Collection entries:
[start]

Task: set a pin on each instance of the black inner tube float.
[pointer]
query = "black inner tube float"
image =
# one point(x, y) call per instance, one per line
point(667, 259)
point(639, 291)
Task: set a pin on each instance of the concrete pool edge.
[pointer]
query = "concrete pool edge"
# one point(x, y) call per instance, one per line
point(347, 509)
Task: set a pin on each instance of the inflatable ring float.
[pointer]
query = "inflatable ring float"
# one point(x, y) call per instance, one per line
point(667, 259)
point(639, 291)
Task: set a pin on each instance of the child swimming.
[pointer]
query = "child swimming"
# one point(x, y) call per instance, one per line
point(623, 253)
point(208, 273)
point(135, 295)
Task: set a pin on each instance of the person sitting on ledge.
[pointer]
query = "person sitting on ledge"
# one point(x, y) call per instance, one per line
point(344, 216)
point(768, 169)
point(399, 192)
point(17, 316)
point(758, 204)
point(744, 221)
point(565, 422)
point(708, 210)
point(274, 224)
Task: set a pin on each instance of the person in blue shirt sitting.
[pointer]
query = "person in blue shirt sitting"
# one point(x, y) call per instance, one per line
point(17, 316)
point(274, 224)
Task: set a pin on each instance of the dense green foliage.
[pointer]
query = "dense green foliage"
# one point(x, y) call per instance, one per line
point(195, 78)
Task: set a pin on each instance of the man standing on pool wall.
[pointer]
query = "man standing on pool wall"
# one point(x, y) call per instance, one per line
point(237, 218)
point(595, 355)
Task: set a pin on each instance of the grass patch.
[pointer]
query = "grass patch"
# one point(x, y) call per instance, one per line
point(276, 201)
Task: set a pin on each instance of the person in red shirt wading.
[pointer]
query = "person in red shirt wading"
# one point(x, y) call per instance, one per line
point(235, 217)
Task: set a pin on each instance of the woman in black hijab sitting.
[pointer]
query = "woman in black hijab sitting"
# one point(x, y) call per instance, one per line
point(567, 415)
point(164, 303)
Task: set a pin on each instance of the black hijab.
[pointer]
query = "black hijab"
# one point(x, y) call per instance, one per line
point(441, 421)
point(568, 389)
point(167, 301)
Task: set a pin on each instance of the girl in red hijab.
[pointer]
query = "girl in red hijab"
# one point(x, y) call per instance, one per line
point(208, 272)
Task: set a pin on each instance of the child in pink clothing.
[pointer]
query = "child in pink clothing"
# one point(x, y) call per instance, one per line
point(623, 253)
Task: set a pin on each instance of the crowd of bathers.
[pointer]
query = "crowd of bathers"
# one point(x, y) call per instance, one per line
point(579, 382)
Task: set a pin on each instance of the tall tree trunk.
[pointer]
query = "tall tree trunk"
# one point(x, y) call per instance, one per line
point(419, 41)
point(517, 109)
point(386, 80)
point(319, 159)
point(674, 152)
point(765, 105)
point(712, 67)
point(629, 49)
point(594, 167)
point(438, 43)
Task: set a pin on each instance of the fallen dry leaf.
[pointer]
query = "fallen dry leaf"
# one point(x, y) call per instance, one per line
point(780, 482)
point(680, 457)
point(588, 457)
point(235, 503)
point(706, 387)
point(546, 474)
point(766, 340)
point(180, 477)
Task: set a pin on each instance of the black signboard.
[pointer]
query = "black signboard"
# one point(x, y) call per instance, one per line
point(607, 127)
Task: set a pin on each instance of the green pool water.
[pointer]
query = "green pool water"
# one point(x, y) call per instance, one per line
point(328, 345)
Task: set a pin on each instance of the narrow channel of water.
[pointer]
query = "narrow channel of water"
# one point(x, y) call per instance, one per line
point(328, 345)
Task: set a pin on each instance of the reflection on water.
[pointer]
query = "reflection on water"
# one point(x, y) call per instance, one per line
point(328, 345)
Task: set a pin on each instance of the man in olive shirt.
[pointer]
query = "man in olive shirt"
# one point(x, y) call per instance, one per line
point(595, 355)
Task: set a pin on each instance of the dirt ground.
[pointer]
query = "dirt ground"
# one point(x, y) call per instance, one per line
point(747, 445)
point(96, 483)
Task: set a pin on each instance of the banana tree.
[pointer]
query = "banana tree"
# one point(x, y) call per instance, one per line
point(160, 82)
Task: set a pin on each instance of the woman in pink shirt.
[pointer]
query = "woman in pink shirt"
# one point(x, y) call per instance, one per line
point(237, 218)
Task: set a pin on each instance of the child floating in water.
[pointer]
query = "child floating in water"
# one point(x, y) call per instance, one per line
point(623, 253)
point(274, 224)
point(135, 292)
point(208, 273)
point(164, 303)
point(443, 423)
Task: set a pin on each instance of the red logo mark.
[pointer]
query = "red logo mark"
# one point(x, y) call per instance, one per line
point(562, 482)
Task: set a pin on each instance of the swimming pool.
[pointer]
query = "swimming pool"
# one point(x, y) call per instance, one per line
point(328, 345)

[end]
[start]

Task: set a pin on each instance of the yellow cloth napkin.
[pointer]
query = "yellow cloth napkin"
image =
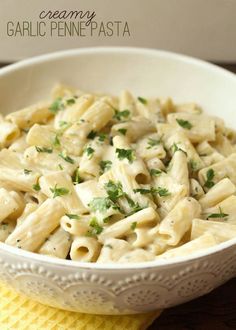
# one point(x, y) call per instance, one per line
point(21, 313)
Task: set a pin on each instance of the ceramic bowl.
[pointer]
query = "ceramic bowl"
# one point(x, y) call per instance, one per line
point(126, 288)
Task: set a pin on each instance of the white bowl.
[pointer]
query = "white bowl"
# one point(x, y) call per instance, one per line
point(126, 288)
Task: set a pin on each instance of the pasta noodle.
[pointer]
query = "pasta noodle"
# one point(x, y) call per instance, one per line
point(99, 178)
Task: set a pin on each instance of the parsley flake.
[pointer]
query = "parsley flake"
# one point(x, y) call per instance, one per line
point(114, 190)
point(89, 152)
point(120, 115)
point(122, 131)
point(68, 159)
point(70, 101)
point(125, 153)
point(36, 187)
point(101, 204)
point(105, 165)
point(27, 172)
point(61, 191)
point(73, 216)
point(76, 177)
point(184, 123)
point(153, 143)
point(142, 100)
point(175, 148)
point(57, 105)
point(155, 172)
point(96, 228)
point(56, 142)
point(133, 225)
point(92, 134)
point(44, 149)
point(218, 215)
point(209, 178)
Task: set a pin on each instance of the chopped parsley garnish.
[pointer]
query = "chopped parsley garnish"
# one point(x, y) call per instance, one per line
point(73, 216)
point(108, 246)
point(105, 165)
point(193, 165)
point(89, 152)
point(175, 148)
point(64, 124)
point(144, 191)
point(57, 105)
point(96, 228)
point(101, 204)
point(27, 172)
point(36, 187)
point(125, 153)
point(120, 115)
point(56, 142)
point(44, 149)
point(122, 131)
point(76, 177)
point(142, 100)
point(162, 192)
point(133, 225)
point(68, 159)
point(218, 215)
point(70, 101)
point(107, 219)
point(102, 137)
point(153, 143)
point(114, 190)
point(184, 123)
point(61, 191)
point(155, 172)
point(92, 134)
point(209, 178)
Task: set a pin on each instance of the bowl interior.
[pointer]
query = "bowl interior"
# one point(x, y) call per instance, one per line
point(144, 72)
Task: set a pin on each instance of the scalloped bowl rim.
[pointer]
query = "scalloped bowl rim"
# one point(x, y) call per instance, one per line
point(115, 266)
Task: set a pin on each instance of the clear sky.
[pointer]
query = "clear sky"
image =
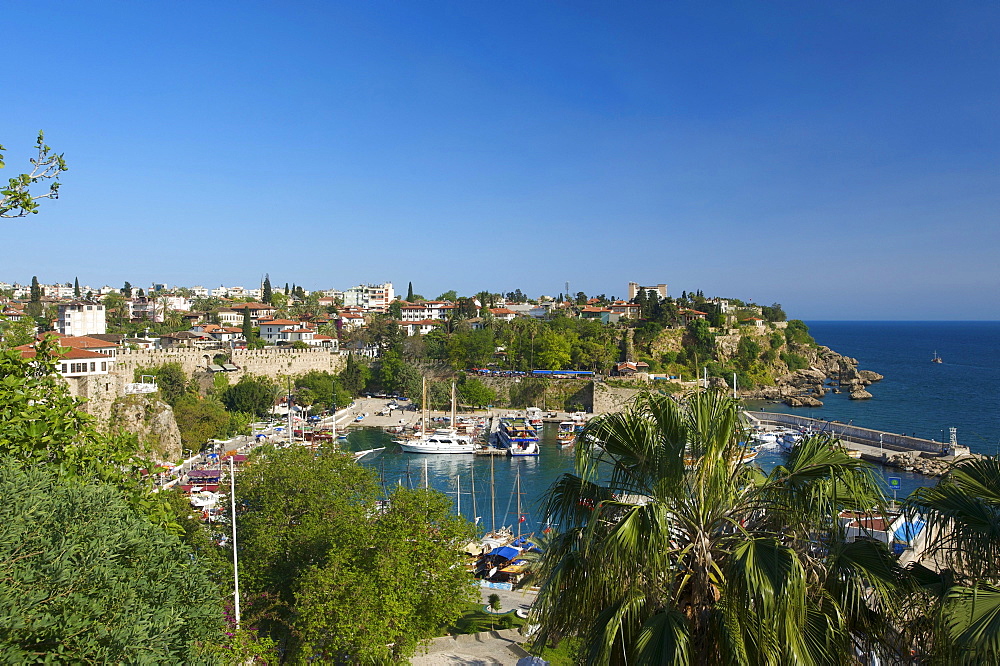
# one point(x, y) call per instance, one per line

[end]
[start]

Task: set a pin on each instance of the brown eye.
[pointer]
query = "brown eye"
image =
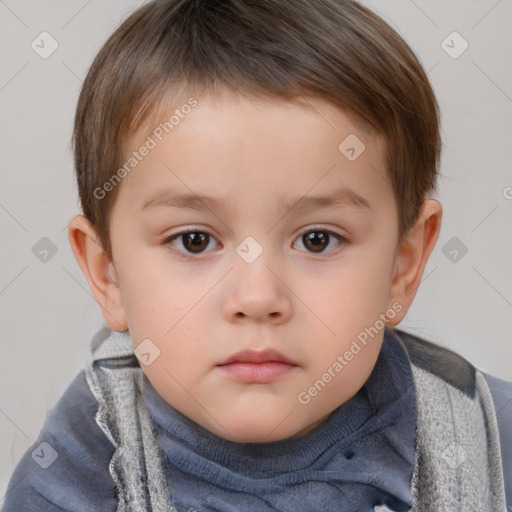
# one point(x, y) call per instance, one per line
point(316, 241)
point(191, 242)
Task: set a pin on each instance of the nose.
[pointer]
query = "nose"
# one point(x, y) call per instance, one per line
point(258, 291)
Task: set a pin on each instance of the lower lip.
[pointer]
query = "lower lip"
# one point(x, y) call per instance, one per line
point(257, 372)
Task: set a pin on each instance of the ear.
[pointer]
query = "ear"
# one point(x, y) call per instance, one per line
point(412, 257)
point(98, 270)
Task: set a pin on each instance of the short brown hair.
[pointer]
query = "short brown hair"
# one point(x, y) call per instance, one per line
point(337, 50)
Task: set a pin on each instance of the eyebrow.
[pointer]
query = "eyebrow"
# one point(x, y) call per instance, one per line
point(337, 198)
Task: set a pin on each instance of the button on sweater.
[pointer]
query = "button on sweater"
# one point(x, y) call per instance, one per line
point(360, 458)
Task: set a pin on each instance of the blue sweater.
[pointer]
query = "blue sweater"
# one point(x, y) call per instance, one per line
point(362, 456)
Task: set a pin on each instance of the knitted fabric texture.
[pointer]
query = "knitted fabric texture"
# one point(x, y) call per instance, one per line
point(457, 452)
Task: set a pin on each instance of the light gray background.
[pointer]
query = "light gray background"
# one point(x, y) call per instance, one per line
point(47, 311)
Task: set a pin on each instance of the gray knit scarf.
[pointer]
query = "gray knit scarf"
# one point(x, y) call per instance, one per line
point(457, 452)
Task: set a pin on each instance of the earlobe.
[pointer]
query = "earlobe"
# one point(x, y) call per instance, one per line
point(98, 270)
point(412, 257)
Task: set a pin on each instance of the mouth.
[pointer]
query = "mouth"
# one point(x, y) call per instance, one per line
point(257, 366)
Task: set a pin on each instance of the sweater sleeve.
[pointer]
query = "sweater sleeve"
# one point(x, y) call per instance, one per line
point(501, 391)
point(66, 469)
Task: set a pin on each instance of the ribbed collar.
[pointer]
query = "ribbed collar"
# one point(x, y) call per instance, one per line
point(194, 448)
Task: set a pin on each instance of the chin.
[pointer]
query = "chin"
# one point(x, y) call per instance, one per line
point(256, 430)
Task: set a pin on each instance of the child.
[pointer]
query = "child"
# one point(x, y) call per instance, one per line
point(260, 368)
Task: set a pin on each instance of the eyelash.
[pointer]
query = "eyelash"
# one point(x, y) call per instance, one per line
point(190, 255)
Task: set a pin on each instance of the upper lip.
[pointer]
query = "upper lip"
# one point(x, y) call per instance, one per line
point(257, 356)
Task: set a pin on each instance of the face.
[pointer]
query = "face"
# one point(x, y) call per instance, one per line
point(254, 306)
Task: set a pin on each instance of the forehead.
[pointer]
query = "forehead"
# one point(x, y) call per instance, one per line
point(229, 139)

[end]

> **Prompt**
Rescale the records above from the line with "Task: set a pin on each instance of the concrete" up to and including the line with "point(195, 78)". Write out each of those lines again with the requests left unchanged, multiply every point coordinate in the answers by 1.3, round it to a whole number with halves rounding up, and give only these lines.

> **Task answer**
Task: set a pin on each instance of the concrete pool edge.
[pointer]
query = "concrete pool edge"
# one point(x, y) call per instance, one per line
point(451, 662)
Task: set a pin on each instance of the inflatable ring float.
[pointer]
query = "inflatable ring float"
# one point(x, y) call per instance, one per line
point(867, 337)
point(831, 378)
Task: set a pin on each instance of the child swimming.
[pointer]
query = "child swimming"
# one point(x, y) call per instance, one per line
point(810, 329)
point(270, 355)
point(176, 384)
Task: set a pin on each instance of the person sitting on ledge.
[pointer]
query = "person sitting on ledge"
# one point(x, y) call per instance, one per line
point(447, 281)
point(998, 220)
point(519, 250)
point(22, 411)
point(985, 265)
point(967, 287)
point(735, 549)
point(920, 273)
point(356, 291)
Task: set a pin on each instance of the person in blue shirt sitting.
[pointer]
query = "person in blue shirt sitting"
# one point(x, y) call per instance, one per line
point(22, 411)
point(356, 291)
Task: set a pin on each instance of the dense green foliage.
[pointer]
query = "dense green foliage"
# one point(x, y) call per instance, one per line
point(254, 101)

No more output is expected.